### Work instruction
The records below need copying. Match each line exactly.

### Information given
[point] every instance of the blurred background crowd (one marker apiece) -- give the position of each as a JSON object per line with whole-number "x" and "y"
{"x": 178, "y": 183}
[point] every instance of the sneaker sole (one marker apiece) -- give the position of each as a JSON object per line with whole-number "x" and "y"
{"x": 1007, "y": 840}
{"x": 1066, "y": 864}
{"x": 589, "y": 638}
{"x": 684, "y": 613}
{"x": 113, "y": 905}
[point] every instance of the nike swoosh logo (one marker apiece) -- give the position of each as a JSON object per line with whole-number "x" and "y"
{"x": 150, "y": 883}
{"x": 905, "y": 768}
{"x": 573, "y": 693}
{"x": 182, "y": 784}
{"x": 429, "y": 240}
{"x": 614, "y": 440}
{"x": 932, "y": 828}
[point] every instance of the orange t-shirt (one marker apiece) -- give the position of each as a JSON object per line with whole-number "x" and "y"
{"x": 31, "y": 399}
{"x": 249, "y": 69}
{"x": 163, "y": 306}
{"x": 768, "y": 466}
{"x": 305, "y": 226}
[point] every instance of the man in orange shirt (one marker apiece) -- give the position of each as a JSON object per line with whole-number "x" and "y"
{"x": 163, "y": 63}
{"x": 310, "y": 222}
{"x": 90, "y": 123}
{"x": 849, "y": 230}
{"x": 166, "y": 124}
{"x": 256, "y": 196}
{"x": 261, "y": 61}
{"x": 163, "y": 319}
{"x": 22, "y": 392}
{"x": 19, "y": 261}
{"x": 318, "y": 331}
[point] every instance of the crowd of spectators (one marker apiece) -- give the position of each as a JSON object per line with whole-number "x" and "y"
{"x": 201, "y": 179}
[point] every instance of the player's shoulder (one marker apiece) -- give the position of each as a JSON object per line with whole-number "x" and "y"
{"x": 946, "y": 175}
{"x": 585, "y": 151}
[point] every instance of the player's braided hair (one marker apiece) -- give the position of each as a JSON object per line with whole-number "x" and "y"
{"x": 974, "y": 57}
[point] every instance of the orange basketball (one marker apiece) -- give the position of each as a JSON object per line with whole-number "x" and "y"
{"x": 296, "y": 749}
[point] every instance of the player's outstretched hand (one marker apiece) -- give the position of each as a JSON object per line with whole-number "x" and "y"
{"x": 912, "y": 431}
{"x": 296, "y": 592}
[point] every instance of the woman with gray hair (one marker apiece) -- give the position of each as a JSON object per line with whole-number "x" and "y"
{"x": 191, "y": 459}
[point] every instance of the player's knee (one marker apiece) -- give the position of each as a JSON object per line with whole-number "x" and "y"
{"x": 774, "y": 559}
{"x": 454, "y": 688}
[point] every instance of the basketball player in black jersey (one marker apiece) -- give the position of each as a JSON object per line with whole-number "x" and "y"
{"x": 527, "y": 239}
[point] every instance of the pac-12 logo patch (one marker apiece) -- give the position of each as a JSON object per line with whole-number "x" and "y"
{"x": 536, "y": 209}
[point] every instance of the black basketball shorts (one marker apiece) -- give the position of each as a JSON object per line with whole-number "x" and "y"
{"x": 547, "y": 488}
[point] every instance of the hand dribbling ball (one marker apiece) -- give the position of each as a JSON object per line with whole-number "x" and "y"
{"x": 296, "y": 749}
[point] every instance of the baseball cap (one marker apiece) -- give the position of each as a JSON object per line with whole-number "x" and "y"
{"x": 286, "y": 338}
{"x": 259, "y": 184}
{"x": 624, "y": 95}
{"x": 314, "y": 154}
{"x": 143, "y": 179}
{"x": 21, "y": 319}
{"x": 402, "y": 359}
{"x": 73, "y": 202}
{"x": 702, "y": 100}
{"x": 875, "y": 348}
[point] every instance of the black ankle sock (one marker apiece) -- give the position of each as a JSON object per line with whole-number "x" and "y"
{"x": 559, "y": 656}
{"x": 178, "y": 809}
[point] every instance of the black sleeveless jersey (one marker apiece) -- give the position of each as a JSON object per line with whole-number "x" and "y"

### Answer for the task
[point] every instance of the blurred background crowd (one marker apiece) -- give the position of each as a JSON object per line with whole-number "x" and "y"
{"x": 178, "y": 183}
[point] every instance of the sneaker sole (one marker apiece) -- give the position of each as a JSON object per line with whole-number "x" and "y"
{"x": 1007, "y": 840}
{"x": 1066, "y": 864}
{"x": 589, "y": 638}
{"x": 684, "y": 613}
{"x": 113, "y": 905}
[point] every instance of the nike swoosh logo (one marker apiece) -- give the position of each as a JSON object per line with whole-number "x" and "y"
{"x": 150, "y": 883}
{"x": 905, "y": 768}
{"x": 573, "y": 693}
{"x": 182, "y": 784}
{"x": 429, "y": 240}
{"x": 614, "y": 440}
{"x": 932, "y": 828}
[point] every instance of the orange t-shirt (one marker apiece) -- give the position of each as a JSON object per line with whole-number "x" and "y"
{"x": 31, "y": 399}
{"x": 249, "y": 69}
{"x": 163, "y": 306}
{"x": 768, "y": 466}
{"x": 305, "y": 226}
[point] every instance of the man in orange shirt (one marker apiece) -- give the position of each as a JSON object per line with whole-number "x" and "y"
{"x": 163, "y": 63}
{"x": 310, "y": 222}
{"x": 90, "y": 123}
{"x": 849, "y": 230}
{"x": 166, "y": 124}
{"x": 256, "y": 196}
{"x": 261, "y": 61}
{"x": 163, "y": 319}
{"x": 22, "y": 392}
{"x": 19, "y": 261}
{"x": 318, "y": 331}
[point] every instance of the crowd of spectators (one marker apiece) -- give the position of each as a JSON object per line with whole-number "x" and "y"
{"x": 201, "y": 179}
[point] every instance of the player's shoulder (one marker apiece) -- give the position of each as a JSON object per line with whole-number "x" and "y"
{"x": 946, "y": 175}
{"x": 585, "y": 151}
[point] every instance of the player's braided hair (one marker apiece) -- give the position of each as a JSON object per line with whole-number "x" and "y"
{"x": 974, "y": 57}
[point] every instance of the orange basketball (one marker apiece) -- give the position of each as a JSON object per line with whole-number "x" and "y"
{"x": 296, "y": 749}
[point] every instance of the player's outstretched hand (one marker apiece) -- give the position of each as a JSON object per line with whole-number "x" and "y"
{"x": 912, "y": 431}
{"x": 296, "y": 592}
[point] every instance of the woman with gray hair (one marker apiece) -- give the position of each as a JSON object per line with whole-number "x" and "y"
{"x": 191, "y": 459}
[point] every instance of the player's knee (one marker apiece) -- give the position of each as a JSON object per line with whole-number "x" and "y"
{"x": 774, "y": 559}
{"x": 454, "y": 688}
[point] every instance of the basketball player in black jersey (one marker apiece) -- give the position of each as a JSON object per line with whole-number "x" and "y"
{"x": 527, "y": 239}
[point] every instance of the pac-12 logo patch (one marker apiece) -- give the position of each as a JSON object per line with whole-number "x" and "y"
{"x": 536, "y": 209}
[point] every instance of the black basketball shorts (one marker apiece) -- give the position of each as a JSON object per line with whole-number "x" and "y"
{"x": 547, "y": 488}
[point] every instance of the hand dribbling ball (one marker apiece) -- give the position of each as a JSON object per line with whole-number "x" and "y"
{"x": 296, "y": 749}
[point] every instance of the baseball cap (one marker apiece) -- give the position of each as a JSON object per line with whole-number "x" and "y"
{"x": 286, "y": 338}
{"x": 259, "y": 184}
{"x": 624, "y": 95}
{"x": 314, "y": 154}
{"x": 143, "y": 179}
{"x": 21, "y": 319}
{"x": 402, "y": 359}
{"x": 73, "y": 202}
{"x": 702, "y": 100}
{"x": 875, "y": 348}
[point] every instance of the black ankle sock (one marker apiece) -- give the position of each as a JSON object per line with whole-number "x" and "y"
{"x": 559, "y": 656}
{"x": 178, "y": 809}
[point] every instance of the black sleeveless jersey (one marker apiece) -- give the position of each as a JSON object per line with whole-number "x" and "y"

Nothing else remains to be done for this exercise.